### GOAL
Copy the records below word for word, leaving out the pictures.

## START

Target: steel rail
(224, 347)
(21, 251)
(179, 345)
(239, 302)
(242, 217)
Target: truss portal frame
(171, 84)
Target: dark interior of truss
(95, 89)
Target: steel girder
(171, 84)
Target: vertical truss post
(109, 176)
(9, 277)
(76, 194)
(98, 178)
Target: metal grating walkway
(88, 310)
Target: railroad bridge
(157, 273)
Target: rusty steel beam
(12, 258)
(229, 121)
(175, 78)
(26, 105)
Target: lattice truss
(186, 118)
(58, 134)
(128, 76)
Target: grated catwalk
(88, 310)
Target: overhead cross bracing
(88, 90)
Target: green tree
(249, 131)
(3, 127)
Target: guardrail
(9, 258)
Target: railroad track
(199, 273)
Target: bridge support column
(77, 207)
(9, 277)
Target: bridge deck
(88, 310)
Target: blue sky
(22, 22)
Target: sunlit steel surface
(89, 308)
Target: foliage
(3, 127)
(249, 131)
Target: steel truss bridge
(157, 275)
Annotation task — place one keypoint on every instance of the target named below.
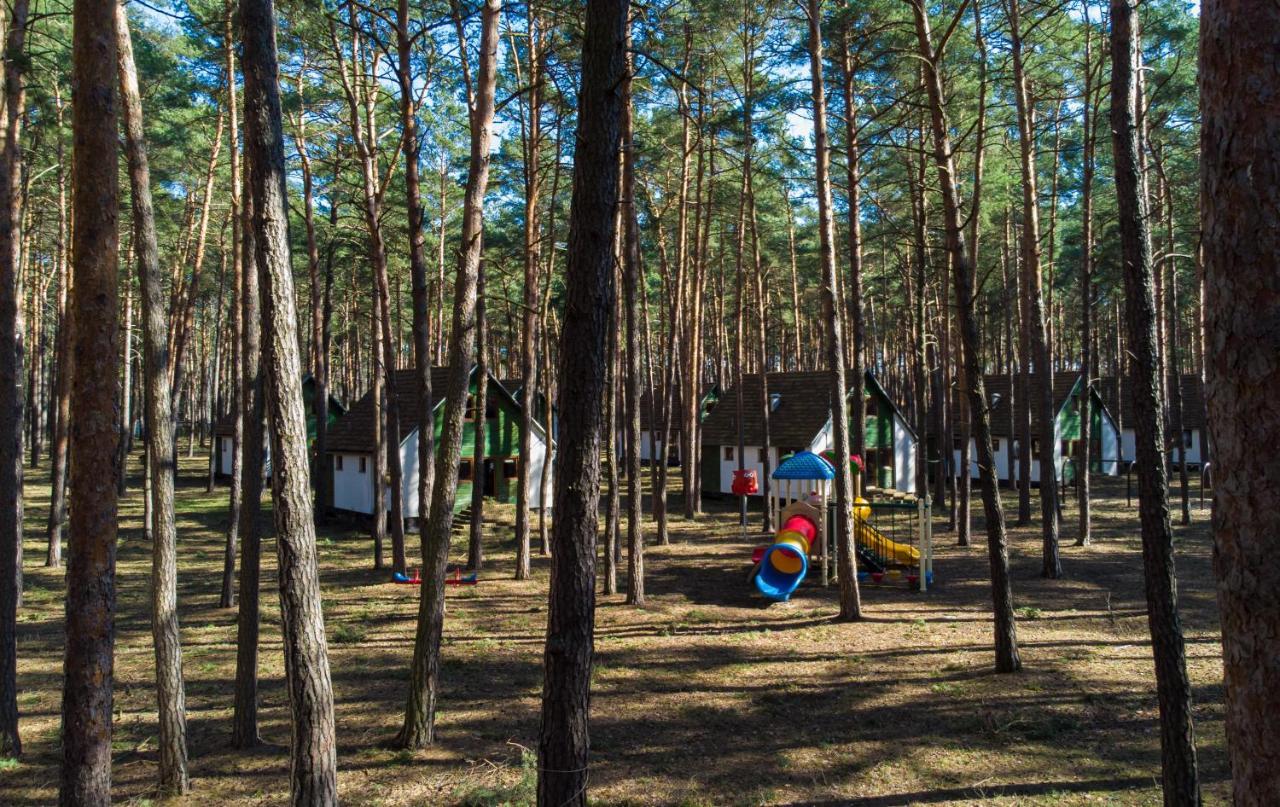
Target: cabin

## END

### EXPECTED OUTPUT
Target: steel rail
(224, 347)
(21, 251)
(179, 345)
(239, 302)
(242, 217)
Target: truss portal frame
(171, 84)
Target: dark interior of truss
(95, 89)
Target: steel girder
(171, 84)
Target: vertical truss post
(109, 176)
(9, 277)
(76, 194)
(98, 178)
Target: metal grating walkway
(88, 310)
Target: railroad bridge
(157, 273)
Target: rusty steel beam
(12, 258)
(229, 121)
(175, 78)
(26, 105)
Target: lattice truss
(186, 118)
(58, 134)
(128, 76)
Target: grated catwalk
(88, 310)
Target: overhead cross bracing
(88, 90)
Target: green tree
(249, 131)
(3, 127)
Target: guardrail
(9, 258)
Target: railroad track
(199, 273)
Target: bridge support column
(77, 207)
(9, 277)
Target: bridge deck
(88, 310)
Target: blue sky
(22, 22)
Target: sunlit steel surface
(89, 308)
Target: foliage
(3, 127)
(249, 131)
Target: steel truss bridge
(157, 275)
Annotation task — place one keypoint on every instance of the target named below.
Target: cabin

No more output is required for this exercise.